EXERCISE BRIEF:
Go through the listing and write out all of it exactly.
+++
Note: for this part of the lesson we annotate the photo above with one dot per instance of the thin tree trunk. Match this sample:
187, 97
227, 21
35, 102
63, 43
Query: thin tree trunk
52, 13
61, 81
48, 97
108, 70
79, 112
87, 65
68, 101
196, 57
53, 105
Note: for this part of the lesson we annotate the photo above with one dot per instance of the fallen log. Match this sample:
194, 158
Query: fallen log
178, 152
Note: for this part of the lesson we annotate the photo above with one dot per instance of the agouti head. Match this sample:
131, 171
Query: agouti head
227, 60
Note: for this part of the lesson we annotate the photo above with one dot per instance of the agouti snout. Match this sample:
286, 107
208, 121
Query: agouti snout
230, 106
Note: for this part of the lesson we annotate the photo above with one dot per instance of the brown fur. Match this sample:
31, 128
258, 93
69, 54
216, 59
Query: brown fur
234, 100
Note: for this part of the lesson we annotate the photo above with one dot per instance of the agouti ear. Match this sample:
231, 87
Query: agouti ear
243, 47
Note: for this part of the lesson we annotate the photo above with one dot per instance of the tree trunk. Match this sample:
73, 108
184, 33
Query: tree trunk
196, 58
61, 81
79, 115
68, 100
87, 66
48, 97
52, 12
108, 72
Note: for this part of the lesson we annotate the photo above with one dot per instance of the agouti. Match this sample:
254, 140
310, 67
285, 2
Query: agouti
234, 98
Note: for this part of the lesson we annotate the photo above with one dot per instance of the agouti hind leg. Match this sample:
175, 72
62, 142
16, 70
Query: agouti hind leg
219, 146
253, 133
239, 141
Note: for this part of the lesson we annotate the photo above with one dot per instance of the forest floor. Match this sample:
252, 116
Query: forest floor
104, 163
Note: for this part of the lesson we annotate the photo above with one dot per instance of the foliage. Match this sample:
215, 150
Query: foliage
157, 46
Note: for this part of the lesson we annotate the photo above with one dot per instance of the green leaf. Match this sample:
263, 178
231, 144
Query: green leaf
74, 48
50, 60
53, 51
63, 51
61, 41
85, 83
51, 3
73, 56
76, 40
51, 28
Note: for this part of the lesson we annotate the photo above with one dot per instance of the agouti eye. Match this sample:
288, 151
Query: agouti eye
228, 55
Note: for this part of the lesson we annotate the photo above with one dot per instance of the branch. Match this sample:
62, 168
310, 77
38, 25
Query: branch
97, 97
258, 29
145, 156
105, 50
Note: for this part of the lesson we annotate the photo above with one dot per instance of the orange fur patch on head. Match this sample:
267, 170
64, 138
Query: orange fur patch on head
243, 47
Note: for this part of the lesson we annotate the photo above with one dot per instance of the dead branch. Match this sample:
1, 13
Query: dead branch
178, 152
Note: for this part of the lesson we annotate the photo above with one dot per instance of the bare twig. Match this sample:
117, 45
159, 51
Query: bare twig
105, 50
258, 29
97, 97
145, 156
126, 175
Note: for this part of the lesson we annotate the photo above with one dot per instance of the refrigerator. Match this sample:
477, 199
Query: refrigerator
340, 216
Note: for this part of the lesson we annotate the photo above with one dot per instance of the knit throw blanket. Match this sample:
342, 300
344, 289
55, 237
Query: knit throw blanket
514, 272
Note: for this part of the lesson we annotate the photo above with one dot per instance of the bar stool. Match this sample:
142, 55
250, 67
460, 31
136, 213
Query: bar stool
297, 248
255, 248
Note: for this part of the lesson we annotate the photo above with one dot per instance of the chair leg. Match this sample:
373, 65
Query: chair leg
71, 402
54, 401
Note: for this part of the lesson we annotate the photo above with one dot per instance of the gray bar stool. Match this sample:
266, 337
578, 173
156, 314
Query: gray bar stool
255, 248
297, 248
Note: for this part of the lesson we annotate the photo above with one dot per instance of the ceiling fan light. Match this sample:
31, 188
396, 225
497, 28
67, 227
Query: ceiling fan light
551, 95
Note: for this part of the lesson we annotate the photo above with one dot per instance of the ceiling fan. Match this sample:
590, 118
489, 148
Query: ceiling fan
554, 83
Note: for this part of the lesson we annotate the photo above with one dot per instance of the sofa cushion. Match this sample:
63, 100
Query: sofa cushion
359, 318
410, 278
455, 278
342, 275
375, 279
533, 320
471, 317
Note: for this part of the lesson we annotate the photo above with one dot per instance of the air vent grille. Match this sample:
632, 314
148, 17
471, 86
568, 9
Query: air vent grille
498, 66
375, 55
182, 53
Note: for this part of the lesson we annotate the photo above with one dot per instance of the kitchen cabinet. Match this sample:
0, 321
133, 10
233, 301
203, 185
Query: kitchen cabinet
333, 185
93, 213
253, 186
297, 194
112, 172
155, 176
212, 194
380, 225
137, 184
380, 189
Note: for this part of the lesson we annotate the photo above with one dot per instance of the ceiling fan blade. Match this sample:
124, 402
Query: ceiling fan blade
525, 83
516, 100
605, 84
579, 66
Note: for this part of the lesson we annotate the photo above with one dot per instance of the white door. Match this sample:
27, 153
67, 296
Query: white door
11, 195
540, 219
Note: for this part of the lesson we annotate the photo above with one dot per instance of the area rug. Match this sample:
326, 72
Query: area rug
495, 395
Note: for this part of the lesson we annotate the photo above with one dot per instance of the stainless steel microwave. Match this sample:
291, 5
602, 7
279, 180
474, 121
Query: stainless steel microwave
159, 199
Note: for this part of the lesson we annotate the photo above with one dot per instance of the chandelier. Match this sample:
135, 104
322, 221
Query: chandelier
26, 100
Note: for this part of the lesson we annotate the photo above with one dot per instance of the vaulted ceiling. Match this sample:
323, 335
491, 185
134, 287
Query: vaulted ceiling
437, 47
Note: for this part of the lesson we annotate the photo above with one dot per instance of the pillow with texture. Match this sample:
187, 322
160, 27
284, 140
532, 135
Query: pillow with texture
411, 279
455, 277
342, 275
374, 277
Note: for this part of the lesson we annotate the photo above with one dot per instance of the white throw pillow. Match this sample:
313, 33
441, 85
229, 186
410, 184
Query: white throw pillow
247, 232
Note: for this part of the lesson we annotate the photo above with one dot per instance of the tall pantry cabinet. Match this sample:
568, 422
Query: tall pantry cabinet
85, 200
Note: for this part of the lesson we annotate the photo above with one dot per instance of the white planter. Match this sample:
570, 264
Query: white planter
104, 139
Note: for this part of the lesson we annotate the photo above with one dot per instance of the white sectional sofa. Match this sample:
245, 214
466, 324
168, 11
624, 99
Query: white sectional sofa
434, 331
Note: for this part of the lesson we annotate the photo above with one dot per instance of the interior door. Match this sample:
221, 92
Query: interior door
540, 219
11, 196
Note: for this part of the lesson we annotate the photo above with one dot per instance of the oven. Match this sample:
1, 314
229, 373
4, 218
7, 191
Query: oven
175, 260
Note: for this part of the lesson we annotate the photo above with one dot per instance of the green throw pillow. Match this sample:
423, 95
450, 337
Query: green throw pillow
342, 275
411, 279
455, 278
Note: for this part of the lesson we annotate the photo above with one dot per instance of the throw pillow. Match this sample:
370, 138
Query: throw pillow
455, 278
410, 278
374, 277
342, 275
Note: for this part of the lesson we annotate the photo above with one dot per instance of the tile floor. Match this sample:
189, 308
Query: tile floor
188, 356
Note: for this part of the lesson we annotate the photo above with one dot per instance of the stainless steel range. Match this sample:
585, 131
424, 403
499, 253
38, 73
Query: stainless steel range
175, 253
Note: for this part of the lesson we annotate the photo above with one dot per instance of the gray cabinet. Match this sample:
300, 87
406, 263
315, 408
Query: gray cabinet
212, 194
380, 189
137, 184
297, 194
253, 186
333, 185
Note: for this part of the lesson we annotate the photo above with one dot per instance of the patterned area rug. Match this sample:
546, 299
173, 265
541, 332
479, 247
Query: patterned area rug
+++
EXERCISE RESULT:
Note: for this part of the lesson we annotate the photo above with one dot per instance of the thin tree trunk. Match this sample:
187, 97
227, 21
35, 102
63, 43
Query: thin tree trunk
52, 13
61, 81
48, 97
108, 70
79, 112
87, 65
68, 101
196, 57
53, 105
Note: for this part of the lesson we annotate the photo above with one dot per instance of the fallen log. Match this sample:
194, 158
Query: fallen log
178, 152
Note: for this part of the lesson we annotate the photo above with one dot per instance of the agouti head. Match this sample:
131, 171
Query: agouti head
227, 60
Note: for this part of the lesson we annotate the photo above with one dot per instance of the agouti snout. Match this sample:
286, 107
208, 121
Query: agouti snout
230, 106
Note: for this part of the lesson we annotate the photo above with one dot per instance of the brown fur. Match this sample:
31, 128
258, 93
69, 54
216, 59
Query: brown fur
234, 100
Note: for this part of the lesson we annotate the photo above with one dot per instance of the agouti ear. Match this sample:
231, 87
Query: agouti ear
243, 47
Note: for this part of the lesson we annotate the photo above with one dot per instance of the tree trunk. Match this sample:
73, 108
184, 33
Query: tree trunk
196, 58
61, 81
79, 115
68, 100
87, 66
48, 97
52, 12
108, 72
Note: for this part of the lesson we annotate the photo above with one dot per instance of the agouti. Match this sample:
254, 140
310, 67
285, 2
Query: agouti
234, 98
Note: for this part of the lesson we annotate the photo above with one dot per instance of the agouti hind leg. Match this sample:
175, 72
62, 142
16, 70
Query: agouti hind leg
219, 146
253, 133
239, 141
Note: for this part of the lesson we annotate the photo above with one dot per instance of the forest floor. Match this sample:
252, 116
Query: forest floor
104, 163
Note: for this part of the lesson we annotate the photo above with one dot per instance of the foliage. Match this sample:
215, 150
Query: foliage
157, 46
Note: for this part of the lesson we annotate the photo above with one dot per instance of the green leaf. Match this sample:
263, 178
231, 144
Query: green leaf
74, 48
50, 60
53, 51
63, 51
61, 41
85, 83
51, 3
73, 56
76, 40
51, 28
Note: for this part of the lesson we annotate the photo above with one dot per instance of the agouti eye. Match this sample:
288, 151
Query: agouti eye
228, 55
Note: for this part of the lesson we annotate the photo above with one dot per instance of the branch. Match this sample:
62, 168
310, 77
38, 25
Query: branch
97, 97
258, 29
145, 156
105, 50
Note: for this part of the lesson we annotate the photo above with one dot per instance of the orange fur patch on head. Match this sample:
267, 170
64, 138
Query: orange fur patch on head
243, 47
Note: for this part of the lesson we annotate the photo above with one dot per instance of the dead branch. Match this sample:
1, 13
Query: dead branch
178, 152
Note: for this part of the lesson we annotate the photo above with one dot per instance of the bare twig. Match this sample:
117, 45
159, 51
Query: bare twig
105, 50
258, 29
97, 97
145, 156
126, 175
Note: for this part of the lesson we annotate the photo above with one dot per instance of the refrigerator. Match this sample:
477, 199
Query: refrigerator
340, 216
Note: for this part of the lesson we annotate the photo above with one dot per instance of the knit throw blanket. Match this sample:
342, 300
344, 289
55, 237
Query: knit throw blanket
514, 272
Note: for this part of the lesson we annotate the photo above with one dot per instance of the bar stool. Match this sample:
142, 55
250, 67
460, 31
136, 213
Query: bar stool
297, 248
255, 248
Note: for this part of the lesson we annotate the photo above with one dot per instance of the chair leg. Match this sample:
373, 65
Query: chair leg
71, 402
54, 401
Note: for this part of the lesson we annotate the photo above with one dot per instance of the gray bar stool. Match this sample:
266, 337
578, 173
156, 314
Query: gray bar stool
255, 248
297, 248
Note: for this part of the lesson we annotate the photo above with one dot per instance of the ceiling fan light. Match this sample:
31, 188
396, 225
497, 28
67, 227
Query: ceiling fan light
551, 95
Note: for this part of the lesson we annotate the photo above with one dot per instance of the ceiling fan. Match this sample:
590, 118
489, 148
Query: ceiling fan
554, 83
Note: for this part of the lesson we annotate the photo above with one dot per instance of the sofa cushion. Match this sample:
63, 100
Query: sofa cushion
359, 318
410, 278
455, 278
342, 275
375, 279
533, 320
471, 317
Note: for this part of the lesson we annotate the photo above with one dot per instance of the air vent grille. Match this sample:
632, 314
148, 17
471, 86
568, 9
Query: air vent grille
498, 66
375, 55
182, 53
Note: for this part of the lesson we annotate the photo above with one dot per instance of the kitchen cabinet. Match this sample:
0, 321
133, 10
233, 301
203, 185
Query: kitchen cabinet
333, 185
93, 213
253, 186
297, 194
112, 172
155, 176
212, 194
380, 225
137, 184
380, 189
Note: for this part of the lesson we annotate the photo above with one dot per instance of the ceiling fan blade. Match this sample:
124, 402
Query: ceiling fan blade
525, 83
516, 100
605, 84
579, 66
Note: for this part of the lesson we annotate the photo above with one dot per instance of the white door. Match this sample:
27, 153
67, 296
Query: white door
11, 195
540, 219
Note: for this part of the lesson we annotate the photo above with one dot per instance of the area rug. Match this sample:
326, 72
Query: area rug
495, 395
Note: for this part of the lesson we annotate the photo above with one dot per instance of the stainless steel microwave. Match this sample:
291, 5
602, 7
279, 180
474, 121
Query: stainless steel microwave
159, 199
Note: for this part of the lesson we annotate the photo above with one dot per instance of the chandelier. Match this sample:
135, 104
322, 221
Query: chandelier
26, 100
Note: for this part of the lesson we annotate the photo above with one dot per instance of the vaulted ceiling. Match this sample:
323, 335
491, 185
134, 287
Query: vaulted ceiling
437, 47
Note: for this part of the lesson we annotate the photo above with one dot per instance of the pillow with texture. Match this sample:
187, 322
160, 27
284, 140
532, 135
Query: pillow with texture
411, 279
455, 277
342, 275
374, 277
Note: for this part of the lesson we annotate the photo above with one dot per instance of the white throw pillow. Match this sample:
313, 33
441, 85
229, 186
410, 184
Query: white throw pillow
247, 232
Note: for this part of the lesson we annotate the photo above with one dot per instance of the tall pantry cabinet. Match this sample:
568, 422
Query: tall pantry cabinet
85, 200
Note: for this part of the lesson we annotate the photo above with one dot per instance of the white planter. Match this sample:
570, 264
Query: white planter
104, 139
Note: for this part of the lesson we annotate the photo above with one dot per instance of the white sectional sofa. Match this sample:
245, 214
466, 324
168, 11
624, 99
Query: white sectional sofa
434, 331
Note: for this part of the lesson we annotate the photo above with one dot per instance of the interior door. Match this sample:
221, 92
Query: interior door
540, 219
11, 196
Note: for this part of the lesson we annotate the photo above with one dot per instance of the oven. Match this sample:
1, 314
229, 373
4, 218
7, 191
Query: oven
175, 260
Note: for this part of the lesson we annotate the photo above with one dot per instance of the green throw pillow. Match this sample:
423, 95
450, 337
Query: green throw pillow
342, 275
411, 279
455, 278
Note: for this part of the lesson we annotate the photo above with one dot per instance of the throw pillow. Match this sample:
370, 138
Query: throw pillow
455, 278
410, 278
374, 277
342, 275
Note: for this part of the lesson we annotate the photo above with one dot per instance of the tile floor. Match this sample:
189, 308
Query: tile floor
188, 356
Note: for this part of the lesson we annotate the photo above with one dot per instance of the stainless steel range. Match this sample:
585, 131
424, 403
499, 253
38, 73
Query: stainless steel range
175, 253
Note: for this part of the lesson we annotate the photo above with one dot per instance of the gray cabinet. Match this sample:
300, 87
406, 263
315, 408
Query: gray cabinet
212, 194
380, 189
137, 184
297, 194
253, 186
333, 185
Note: for this part of the lesson we annotate the photo above with one dot per instance of the patterned area rug. Match this sample:
546, 299
173, 265
541, 332
479, 247
Query: patterned area rug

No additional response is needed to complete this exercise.